**EXCERPTED RECORDS**

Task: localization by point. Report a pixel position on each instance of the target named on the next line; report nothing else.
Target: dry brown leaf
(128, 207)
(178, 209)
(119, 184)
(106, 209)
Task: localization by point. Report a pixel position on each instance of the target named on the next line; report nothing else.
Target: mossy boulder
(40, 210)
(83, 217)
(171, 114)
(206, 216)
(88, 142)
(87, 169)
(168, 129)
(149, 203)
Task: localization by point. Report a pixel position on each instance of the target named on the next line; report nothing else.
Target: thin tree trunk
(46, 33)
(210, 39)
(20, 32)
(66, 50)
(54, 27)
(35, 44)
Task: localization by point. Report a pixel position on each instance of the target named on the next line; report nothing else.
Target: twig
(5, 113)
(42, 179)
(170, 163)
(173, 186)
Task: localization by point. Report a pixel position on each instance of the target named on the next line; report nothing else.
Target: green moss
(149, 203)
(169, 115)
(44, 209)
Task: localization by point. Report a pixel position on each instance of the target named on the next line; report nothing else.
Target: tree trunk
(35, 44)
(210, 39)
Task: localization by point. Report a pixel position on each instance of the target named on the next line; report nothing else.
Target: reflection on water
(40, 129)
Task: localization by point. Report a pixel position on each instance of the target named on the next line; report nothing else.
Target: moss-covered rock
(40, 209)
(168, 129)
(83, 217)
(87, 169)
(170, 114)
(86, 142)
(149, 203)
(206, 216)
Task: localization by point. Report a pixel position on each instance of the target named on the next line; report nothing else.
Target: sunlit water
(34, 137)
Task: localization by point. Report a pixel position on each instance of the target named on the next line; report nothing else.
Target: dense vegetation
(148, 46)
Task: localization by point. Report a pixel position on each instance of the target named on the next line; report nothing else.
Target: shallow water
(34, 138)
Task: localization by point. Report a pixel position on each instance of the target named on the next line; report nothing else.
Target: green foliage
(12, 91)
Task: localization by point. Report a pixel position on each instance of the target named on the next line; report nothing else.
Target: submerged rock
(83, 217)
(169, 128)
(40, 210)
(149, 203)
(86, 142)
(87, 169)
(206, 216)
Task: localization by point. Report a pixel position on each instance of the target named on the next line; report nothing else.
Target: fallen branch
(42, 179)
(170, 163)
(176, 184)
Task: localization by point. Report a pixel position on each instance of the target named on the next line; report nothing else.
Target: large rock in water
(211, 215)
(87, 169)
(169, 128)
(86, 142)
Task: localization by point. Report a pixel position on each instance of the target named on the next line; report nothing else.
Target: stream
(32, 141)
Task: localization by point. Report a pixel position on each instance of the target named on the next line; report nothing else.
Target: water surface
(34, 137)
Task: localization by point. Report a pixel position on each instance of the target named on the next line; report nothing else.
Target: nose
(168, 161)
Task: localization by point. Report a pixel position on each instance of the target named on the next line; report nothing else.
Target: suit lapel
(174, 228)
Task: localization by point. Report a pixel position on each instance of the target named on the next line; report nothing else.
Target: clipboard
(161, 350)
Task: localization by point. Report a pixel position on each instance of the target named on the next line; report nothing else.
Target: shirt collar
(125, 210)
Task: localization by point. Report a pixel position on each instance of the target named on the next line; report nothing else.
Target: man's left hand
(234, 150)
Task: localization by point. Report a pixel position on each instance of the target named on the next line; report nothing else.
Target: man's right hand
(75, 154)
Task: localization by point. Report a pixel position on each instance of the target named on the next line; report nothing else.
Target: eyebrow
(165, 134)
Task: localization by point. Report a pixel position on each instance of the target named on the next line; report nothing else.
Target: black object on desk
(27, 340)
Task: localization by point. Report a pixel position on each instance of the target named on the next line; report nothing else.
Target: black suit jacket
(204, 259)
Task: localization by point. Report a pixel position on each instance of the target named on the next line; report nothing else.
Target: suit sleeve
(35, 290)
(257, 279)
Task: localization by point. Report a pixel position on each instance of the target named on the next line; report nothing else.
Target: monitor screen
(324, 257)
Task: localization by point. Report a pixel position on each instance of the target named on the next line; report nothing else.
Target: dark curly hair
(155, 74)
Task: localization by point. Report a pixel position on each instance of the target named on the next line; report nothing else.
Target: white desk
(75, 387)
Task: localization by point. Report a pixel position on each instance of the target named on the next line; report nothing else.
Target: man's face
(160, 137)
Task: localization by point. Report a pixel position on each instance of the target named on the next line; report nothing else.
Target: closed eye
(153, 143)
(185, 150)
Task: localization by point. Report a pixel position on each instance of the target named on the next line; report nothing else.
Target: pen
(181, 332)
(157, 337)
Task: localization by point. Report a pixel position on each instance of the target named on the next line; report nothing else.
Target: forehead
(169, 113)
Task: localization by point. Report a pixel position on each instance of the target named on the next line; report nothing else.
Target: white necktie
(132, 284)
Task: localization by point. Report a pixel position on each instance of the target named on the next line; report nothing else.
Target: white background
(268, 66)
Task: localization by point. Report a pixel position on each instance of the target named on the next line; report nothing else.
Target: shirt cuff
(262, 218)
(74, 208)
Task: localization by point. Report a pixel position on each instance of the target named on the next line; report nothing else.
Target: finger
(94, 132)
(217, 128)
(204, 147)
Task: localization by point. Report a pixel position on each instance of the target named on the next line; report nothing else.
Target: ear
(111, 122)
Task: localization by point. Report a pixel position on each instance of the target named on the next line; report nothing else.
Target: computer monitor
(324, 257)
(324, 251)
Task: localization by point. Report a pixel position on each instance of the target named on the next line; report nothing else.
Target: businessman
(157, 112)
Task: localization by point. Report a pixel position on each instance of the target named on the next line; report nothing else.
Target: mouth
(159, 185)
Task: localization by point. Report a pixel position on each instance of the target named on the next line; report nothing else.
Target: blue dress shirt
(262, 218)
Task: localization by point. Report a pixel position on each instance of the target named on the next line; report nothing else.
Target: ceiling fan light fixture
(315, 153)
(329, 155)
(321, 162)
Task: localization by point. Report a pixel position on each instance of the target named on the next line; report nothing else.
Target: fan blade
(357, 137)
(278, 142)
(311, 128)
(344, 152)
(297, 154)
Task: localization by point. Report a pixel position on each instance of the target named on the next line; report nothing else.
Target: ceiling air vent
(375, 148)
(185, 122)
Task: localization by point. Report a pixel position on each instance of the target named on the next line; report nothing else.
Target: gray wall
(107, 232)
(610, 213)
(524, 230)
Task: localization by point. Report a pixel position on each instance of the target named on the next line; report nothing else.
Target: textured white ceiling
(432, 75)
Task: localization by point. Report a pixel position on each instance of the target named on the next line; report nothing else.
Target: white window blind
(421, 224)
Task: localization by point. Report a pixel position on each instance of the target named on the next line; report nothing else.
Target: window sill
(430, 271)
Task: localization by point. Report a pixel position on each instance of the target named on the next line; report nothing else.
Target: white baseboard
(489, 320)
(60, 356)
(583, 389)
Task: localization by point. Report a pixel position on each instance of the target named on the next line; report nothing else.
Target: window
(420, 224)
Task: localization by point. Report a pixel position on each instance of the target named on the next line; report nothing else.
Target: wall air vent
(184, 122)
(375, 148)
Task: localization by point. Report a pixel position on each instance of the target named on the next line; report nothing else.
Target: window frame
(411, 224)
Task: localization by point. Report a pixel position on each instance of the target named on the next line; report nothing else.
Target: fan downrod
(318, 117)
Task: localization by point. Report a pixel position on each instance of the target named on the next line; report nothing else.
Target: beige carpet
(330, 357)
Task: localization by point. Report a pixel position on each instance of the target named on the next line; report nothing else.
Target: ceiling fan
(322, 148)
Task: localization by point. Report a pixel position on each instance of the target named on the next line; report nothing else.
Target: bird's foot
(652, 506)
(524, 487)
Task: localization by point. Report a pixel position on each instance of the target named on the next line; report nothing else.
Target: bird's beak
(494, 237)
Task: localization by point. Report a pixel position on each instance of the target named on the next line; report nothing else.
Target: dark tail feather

**TASK REQUIREMENTS**
Each line of the data must be set down again as it is.

**EXPECTED OUTPUT**
Task: localization by point. Report a pixel position on each instance of the target named on the next line; report nothing else.
Target: dry brown leaf
(128, 207)
(178, 209)
(119, 184)
(106, 209)
Task: localization by point. Report a pixel position on each instance of the target named on the next line; report nothing else.
Target: mossy boulder
(40, 210)
(83, 217)
(171, 114)
(206, 216)
(88, 142)
(87, 169)
(168, 129)
(149, 203)
Task: localization by point. Report a pixel position on each instance of the target named on the next line; report nothing else.
Target: thin tree trunk
(46, 33)
(210, 39)
(20, 32)
(66, 50)
(54, 27)
(35, 44)
Task: localization by point. Report a pixel position on each instance of the target named on the next line; report nothing else.
Target: twig
(5, 113)
(42, 179)
(170, 163)
(173, 186)
Task: localization by point. Report a pixel position on each instance of the target named on the next line; report nothing else.
Target: green moss
(149, 203)
(169, 115)
(44, 209)
Task: localization by point. Report a pixel position on each instance of the target named on the next line; report nothing else.
Target: tree trunk
(35, 44)
(210, 39)
Task: localization by point. Report a pixel position on each instance of the target named on the next line; report nothing else.
Target: reflection on water
(40, 129)
Task: localization by point. Report a pixel position on each instance of the target named on the next line; report nothing else.
Target: moss-covered rock
(40, 209)
(168, 129)
(83, 217)
(87, 169)
(170, 114)
(86, 142)
(149, 203)
(206, 216)
Task: localization by point. Report a pixel position on each instance of the target named on the next line; report nothing else.
Target: sunlit water
(34, 137)
Task: localization by point. Report a pixel position on each instance of the target named on the next line; report nothing else.
Target: dense vegetation
(148, 46)
Task: localization by point. Report a pixel position on each instance of the target named on the next line; report nothing else.
Target: shallow water
(34, 138)
Task: localization by point. Report a pixel position on each instance of the target named on the next line; report nothing else.
Target: green foliage
(12, 91)
Task: localization by point. Report a pixel position on each instance of the target named on the next line; report nothing else.
Target: submerged rock
(83, 217)
(169, 128)
(40, 210)
(149, 203)
(86, 142)
(87, 169)
(206, 216)
Task: localization by point. Report a pixel position on each instance of the target named on the next line; report nothing else.
Target: fallen branch
(42, 179)
(170, 163)
(176, 184)
Task: localization by point. Report a pixel position on each instance of the target named on the next line; report nothing else.
Target: large rock in water
(211, 215)
(87, 169)
(169, 128)
(86, 142)
Task: localization by point. Report a pixel position on each instance of the target named on the next line; report nothing else.
Target: stream
(32, 141)
Task: localization by point. Report a pixel position on each instance of the target named on the next line; report nothing else.
Target: water surface
(34, 137)
Task: localization by point. Report a pixel position on each instance of the target named on the next line; report nothing else.
Target: nose
(168, 161)
Task: localization by point. Report a pixel position on each instance of the target named on the next line; report nothing else.
Target: suit lapel
(174, 228)
Task: localization by point. Report a pixel position on each instance of the target named on the next line; report nothing else.
Target: clipboard
(161, 350)
Task: localization by point. Report a pixel position on each instance of the target named on the next line; report nothing else.
Target: shirt collar
(125, 210)
Task: localization by point. Report a pixel position on each instance of the target named on the next line; report nothing else.
Target: man's left hand
(234, 150)
Task: localization by point. Report a pixel position on each instance of the target named on the next line; report nothing else.
Target: man's right hand
(75, 154)
Task: localization by point. Report a pixel position on each instance of the target named on the next line; report nothing else.
Target: eyebrow
(165, 134)
Task: localization by point. Report a pixel position on each instance of the target named on the next line; report nothing else.
Target: black object on desk
(27, 340)
Task: localization by point. Report a pixel position on each instance of the target named on the next line; report nothing else.
Target: black suit jacket
(204, 259)
Task: localization by point. Report a pixel position on each instance of the target named on the next line; report nothing else.
Target: suit sleeve
(35, 290)
(257, 279)
Task: localization by point. Report a pixel position on each instance of the target named on the next line; report nothing else.
Target: monitor screen
(324, 257)
Task: localization by point. Report a pixel position on each instance of the target named on the next line; report nothing else.
Target: dark curly hair
(155, 74)
Task: localization by point. Report a pixel position on each instance of the target named on the next line; report nothing else.
Target: white desk
(75, 387)
Task: localization by point. Report a pixel position on each instance of the target named on the next line; report nothing else.
Target: man's face
(160, 137)
Task: localization by point. Report a pixel position on each instance of the target named on the next line; report nothing else.
Target: closed eye
(153, 143)
(185, 150)
Task: localization by point. Report a pixel position on each instance of the target named on the next line; report nothing else.
Target: pen
(181, 332)
(157, 337)
Task: localization by point. Report a pixel position on each instance of the target named on the next line; report nothing else.
Target: forehead
(169, 113)
Task: localization by point. Report a pixel position on each instance of the target named on the next line; report nothing else.
Target: white necktie
(132, 284)
Task: localization by point. Report a pixel position on each instance of the target named on the next line; report nothing else.
Target: white background
(268, 66)
Task: localization by point. Report a pixel position on each instance of the target named on the next line; report nothing else.
Target: shirt cuff
(262, 218)
(74, 208)
Task: localization by point. Report a pixel position on each instance of the target named on the next line; report nothing else.
Target: finger
(94, 132)
(217, 128)
(204, 147)
Task: localization by point. Report a pixel position on each instance of the target named on the next line; report nothing else.
Target: ear
(111, 122)
Task: localization by point. Report a pixel position on each instance of the target named on the next line; report nothing else.
Target: computer monitor
(324, 257)
(324, 251)
Task: localization by point. Report a pixel position on each instance of the target named on the next line; report nothing else.
Target: businessman
(157, 112)
Task: localization by point. Report a pixel position on each instance of the target named on the next line; report nothing else.
Target: mouth
(159, 185)
Task: localization by point. Report a pixel position on each instance of the target named on the next line; report nothing else.
Target: blue dress shirt
(262, 218)
Task: localization by point. Report a pixel position on each instance of the target named on the next line; report nothing else.
Target: ceiling fan light fixture
(315, 153)
(329, 155)
(321, 162)
Task: localization by point. Report a pixel position on each instance of the target named on the next line; report nothing else.
Target: fan blade
(357, 137)
(278, 142)
(311, 128)
(344, 152)
(297, 154)
Task: localization by point. Report a pixel position on each instance of the target named on the next line; report nothing else.
Target: ceiling air vent
(375, 148)
(185, 122)
Task: localization by point. Report a pixel position on each instance of the target named on the next line; report nothing else.
Target: gray wall
(107, 232)
(610, 213)
(524, 230)
Task: localization by point. Report a pixel position on each instance of the target named on the next line; report nothing else.
Target: textured white ceiling
(432, 75)
Task: localization by point. Report a pixel position on each instance of the target named on the next line; report nothing else.
Target: white window blind
(421, 224)
Task: localization by point. Report a pixel position on each instance of the target named on the next line; report nothing else.
Target: window sill
(430, 271)
Task: localization by point. Report a pixel position on each instance of the target named on the next line; report nothing else.
Target: white baseboard
(489, 320)
(60, 356)
(583, 389)
Task: localization by point. Report a pixel position on each instance of the target named on the next line; report nothing else.
Target: window
(420, 224)
Task: localization by point. Report a pixel position on each instance of the target named on the next line; report nothing else.
Target: wall air vent
(184, 122)
(375, 148)
Task: localization by point. Report a pixel position on each instance of the target named on the next line; report nothing else.
Target: window frame
(411, 224)
Task: localization by point. Report a pixel position on each instance of the target named on the next line; report nothing else.
Target: fan downrod
(318, 117)
Task: localization by point. Report a pixel position on each instance of the target named on the next line; report nothing else.
Target: beige carpet
(330, 357)
Task: localization by point. Report a pixel position on each instance of the target named on the next line; report nothing else.
Target: ceiling fan
(322, 148)
Task: localization by point. Report a pixel position on each instance of the target named on the next line; report nothing else.
Target: bird's foot
(652, 506)
(524, 487)
Task: localization by point. Report a pixel position on each instance of the target named on the next line; report nothing else.
Target: bird's beak
(494, 237)
Task: localization by point. Report a pixel position on each instance of the target named on the next line; report nothing else.
Target: dark tail feather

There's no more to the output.